[START DATA PROVIDED]

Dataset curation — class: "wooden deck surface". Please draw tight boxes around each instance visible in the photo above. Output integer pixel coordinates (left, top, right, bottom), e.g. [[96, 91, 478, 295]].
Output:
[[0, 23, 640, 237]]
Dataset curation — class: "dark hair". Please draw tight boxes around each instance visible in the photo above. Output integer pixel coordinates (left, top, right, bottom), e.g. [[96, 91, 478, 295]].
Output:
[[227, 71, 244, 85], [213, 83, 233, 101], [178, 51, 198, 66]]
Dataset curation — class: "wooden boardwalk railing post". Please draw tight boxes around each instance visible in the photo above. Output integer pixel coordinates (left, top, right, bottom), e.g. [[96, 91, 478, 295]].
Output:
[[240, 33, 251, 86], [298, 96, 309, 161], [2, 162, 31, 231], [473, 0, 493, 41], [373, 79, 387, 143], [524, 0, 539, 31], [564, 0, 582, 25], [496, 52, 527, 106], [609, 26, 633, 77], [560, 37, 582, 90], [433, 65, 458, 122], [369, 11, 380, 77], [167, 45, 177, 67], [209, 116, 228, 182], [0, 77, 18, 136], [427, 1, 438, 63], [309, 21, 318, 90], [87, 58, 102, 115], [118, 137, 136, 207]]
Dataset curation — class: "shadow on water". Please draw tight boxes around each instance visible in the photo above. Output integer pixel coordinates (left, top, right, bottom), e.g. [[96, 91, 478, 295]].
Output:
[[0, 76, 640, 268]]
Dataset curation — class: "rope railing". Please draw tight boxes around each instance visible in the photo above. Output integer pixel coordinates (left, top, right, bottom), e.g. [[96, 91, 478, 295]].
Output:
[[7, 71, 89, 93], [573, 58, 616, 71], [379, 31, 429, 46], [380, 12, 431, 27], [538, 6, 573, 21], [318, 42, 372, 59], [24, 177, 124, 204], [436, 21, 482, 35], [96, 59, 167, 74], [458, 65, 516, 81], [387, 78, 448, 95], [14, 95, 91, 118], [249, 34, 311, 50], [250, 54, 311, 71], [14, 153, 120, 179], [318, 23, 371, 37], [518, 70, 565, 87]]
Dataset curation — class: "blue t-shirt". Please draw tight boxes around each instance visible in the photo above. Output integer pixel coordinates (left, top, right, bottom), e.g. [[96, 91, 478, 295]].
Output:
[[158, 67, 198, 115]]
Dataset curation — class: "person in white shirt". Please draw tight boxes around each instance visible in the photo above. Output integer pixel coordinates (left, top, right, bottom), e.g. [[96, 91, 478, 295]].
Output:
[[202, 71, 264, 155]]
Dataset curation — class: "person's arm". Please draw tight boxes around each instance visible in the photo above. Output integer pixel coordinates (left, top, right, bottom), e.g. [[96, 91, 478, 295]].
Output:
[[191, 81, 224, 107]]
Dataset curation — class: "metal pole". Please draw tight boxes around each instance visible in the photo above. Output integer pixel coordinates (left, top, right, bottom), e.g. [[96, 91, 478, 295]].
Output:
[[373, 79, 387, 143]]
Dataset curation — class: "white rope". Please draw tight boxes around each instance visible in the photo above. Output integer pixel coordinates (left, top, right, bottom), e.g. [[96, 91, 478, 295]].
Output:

[END DATA PROVIDED]
[START DATA PROVIDED]

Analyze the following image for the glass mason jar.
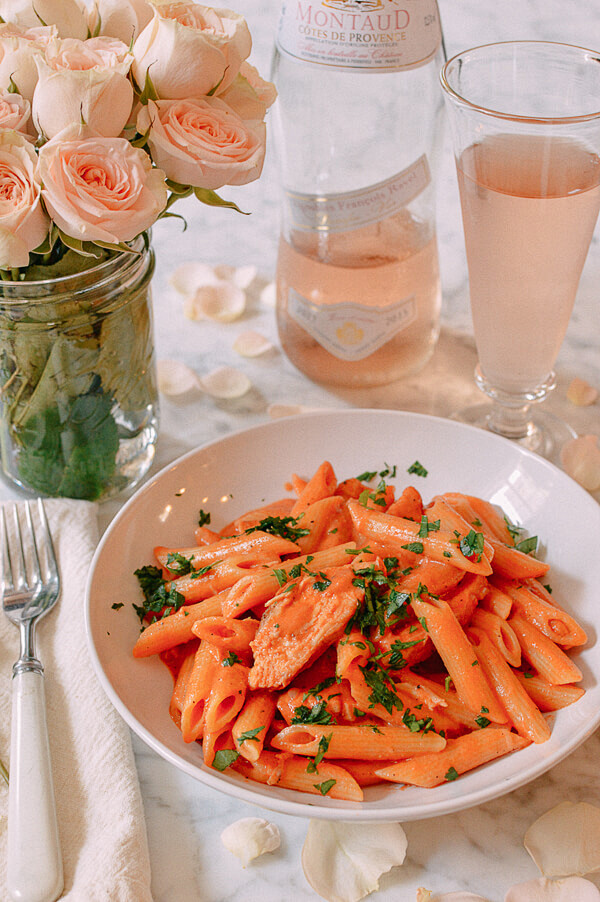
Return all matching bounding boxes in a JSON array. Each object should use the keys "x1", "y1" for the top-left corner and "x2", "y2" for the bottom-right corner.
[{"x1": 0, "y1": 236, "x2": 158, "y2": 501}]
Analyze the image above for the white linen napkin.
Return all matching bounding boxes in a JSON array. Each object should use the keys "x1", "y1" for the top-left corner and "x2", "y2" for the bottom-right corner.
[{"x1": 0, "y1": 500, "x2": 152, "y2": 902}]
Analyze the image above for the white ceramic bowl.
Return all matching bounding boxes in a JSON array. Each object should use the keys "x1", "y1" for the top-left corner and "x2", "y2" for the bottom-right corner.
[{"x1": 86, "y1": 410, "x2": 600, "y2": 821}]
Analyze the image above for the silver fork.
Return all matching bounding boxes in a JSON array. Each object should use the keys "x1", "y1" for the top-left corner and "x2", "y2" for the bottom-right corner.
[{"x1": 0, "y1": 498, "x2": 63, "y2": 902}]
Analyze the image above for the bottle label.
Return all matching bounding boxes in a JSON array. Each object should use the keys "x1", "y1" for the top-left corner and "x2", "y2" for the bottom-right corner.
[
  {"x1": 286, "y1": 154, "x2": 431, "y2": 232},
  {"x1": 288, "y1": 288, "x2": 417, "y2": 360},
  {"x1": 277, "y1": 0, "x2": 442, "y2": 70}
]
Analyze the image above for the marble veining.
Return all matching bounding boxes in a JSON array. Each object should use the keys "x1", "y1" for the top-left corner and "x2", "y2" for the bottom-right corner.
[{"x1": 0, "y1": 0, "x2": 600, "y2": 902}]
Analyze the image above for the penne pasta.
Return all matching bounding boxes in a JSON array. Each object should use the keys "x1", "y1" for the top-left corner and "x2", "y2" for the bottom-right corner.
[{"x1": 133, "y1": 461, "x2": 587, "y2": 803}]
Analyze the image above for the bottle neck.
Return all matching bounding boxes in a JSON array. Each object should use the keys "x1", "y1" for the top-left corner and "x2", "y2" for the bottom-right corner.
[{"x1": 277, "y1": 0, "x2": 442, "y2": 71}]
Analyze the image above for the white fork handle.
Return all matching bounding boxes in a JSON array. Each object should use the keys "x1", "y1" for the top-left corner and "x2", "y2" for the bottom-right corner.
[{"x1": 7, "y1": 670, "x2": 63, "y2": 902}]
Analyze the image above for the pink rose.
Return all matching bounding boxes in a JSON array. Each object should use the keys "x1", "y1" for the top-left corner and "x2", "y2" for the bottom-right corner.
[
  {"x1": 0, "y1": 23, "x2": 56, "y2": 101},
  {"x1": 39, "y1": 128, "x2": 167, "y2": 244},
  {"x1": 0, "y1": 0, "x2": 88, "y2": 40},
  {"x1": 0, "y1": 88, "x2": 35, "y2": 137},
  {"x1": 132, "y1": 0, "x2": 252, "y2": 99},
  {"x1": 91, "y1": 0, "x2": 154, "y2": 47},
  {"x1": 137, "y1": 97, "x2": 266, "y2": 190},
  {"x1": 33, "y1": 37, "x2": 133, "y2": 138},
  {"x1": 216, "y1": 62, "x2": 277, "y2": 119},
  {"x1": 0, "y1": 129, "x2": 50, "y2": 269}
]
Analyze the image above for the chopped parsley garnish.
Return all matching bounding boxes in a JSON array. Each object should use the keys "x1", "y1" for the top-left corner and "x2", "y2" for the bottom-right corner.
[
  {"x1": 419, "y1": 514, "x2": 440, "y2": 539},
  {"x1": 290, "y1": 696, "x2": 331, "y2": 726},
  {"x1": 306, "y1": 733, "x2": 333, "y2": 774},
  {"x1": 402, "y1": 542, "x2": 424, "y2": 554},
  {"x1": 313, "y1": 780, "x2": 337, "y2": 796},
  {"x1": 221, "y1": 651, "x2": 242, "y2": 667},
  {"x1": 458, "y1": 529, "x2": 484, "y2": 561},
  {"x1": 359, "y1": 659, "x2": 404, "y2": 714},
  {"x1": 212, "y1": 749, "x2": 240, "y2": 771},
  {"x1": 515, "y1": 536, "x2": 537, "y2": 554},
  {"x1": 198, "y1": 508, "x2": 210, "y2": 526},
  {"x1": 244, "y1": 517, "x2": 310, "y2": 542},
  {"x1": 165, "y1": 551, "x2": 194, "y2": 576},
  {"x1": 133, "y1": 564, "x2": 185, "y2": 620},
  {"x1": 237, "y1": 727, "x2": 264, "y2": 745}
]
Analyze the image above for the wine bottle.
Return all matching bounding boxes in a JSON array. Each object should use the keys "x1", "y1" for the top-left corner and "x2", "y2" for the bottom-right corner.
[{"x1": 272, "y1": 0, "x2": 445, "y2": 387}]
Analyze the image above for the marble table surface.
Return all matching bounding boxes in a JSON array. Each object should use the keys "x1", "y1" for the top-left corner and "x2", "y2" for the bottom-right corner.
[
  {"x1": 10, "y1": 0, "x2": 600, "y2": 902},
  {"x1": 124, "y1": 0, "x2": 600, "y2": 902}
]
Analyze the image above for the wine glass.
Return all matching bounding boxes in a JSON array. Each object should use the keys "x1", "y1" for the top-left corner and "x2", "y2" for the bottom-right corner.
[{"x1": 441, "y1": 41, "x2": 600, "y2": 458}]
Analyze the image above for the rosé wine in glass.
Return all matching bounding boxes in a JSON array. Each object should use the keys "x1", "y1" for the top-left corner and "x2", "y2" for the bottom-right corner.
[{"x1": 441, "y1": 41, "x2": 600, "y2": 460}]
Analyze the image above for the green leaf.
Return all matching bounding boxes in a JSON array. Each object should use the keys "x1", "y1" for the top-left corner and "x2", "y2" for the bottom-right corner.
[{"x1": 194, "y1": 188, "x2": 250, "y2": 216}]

[END DATA PROVIDED]

● **EXERCISE GOAL**
Gather every line in the records above that contains the string "bottle" and copy each one in full. Case counts.

● **WRITTEN RESPONSE**
Analyze the image above for the bottle label.
Analyze the image above for the bottle neck.
Analyze the image above for the wine bottle.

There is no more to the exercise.